#### SET EXERCISE
Copy the entries from the line with "A prior annotation asserts the evergreen" through the end of the entries, swapping "Validate" for "Confirm" and leaving all else unchanged.

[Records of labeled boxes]
----
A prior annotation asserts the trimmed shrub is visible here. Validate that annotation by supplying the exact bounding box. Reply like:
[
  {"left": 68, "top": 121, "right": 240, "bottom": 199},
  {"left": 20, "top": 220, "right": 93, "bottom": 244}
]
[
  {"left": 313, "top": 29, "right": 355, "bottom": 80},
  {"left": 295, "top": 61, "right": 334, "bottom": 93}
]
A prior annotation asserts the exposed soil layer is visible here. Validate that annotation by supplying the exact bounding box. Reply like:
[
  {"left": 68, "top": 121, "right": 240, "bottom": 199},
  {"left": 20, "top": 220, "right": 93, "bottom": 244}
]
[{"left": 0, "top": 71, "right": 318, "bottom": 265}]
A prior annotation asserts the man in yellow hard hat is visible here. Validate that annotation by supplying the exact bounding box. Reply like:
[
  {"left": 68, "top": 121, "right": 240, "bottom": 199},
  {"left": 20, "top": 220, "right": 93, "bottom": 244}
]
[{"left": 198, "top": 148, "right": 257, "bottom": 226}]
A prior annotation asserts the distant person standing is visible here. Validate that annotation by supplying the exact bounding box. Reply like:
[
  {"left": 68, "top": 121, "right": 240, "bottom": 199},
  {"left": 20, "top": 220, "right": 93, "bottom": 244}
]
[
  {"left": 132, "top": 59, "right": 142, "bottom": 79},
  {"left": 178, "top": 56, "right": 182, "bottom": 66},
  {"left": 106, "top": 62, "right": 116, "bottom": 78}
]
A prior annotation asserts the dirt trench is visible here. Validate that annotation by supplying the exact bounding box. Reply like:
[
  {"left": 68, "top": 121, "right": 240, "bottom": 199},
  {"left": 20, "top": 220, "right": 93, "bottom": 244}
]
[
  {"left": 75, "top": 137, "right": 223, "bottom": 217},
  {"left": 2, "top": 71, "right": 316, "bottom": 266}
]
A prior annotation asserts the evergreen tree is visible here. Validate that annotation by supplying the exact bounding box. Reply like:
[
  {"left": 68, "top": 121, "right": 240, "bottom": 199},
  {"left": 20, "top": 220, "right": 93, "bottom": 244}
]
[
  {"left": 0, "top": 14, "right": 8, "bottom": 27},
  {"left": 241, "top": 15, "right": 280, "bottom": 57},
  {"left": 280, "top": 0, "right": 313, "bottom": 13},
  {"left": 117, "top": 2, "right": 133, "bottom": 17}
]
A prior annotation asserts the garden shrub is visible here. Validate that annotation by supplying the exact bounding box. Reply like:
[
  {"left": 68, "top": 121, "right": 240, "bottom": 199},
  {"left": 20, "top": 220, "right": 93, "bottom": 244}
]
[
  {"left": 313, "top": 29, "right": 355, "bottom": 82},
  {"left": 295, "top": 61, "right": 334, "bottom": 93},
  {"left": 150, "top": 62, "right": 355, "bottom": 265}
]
----
#### SOLUTION TO THE EXERCISE
A prior annotation asserts the evergreen tree is visible here. Confirm that annotation by supplying the exact bounding box. Reply like:
[
  {"left": 68, "top": 121, "right": 240, "bottom": 199},
  {"left": 20, "top": 220, "right": 93, "bottom": 244}
]
[
  {"left": 0, "top": 14, "right": 8, "bottom": 27},
  {"left": 241, "top": 15, "right": 280, "bottom": 57},
  {"left": 280, "top": 0, "right": 313, "bottom": 13},
  {"left": 117, "top": 2, "right": 133, "bottom": 17}
]
A prior annotation asserts the garden shrub is visible here. Confirm that annotation by supplying the exact bounding box. Reply like:
[
  {"left": 68, "top": 121, "right": 240, "bottom": 199},
  {"left": 20, "top": 220, "right": 93, "bottom": 244}
]
[
  {"left": 313, "top": 29, "right": 355, "bottom": 82},
  {"left": 295, "top": 61, "right": 334, "bottom": 93},
  {"left": 150, "top": 62, "right": 355, "bottom": 265}
]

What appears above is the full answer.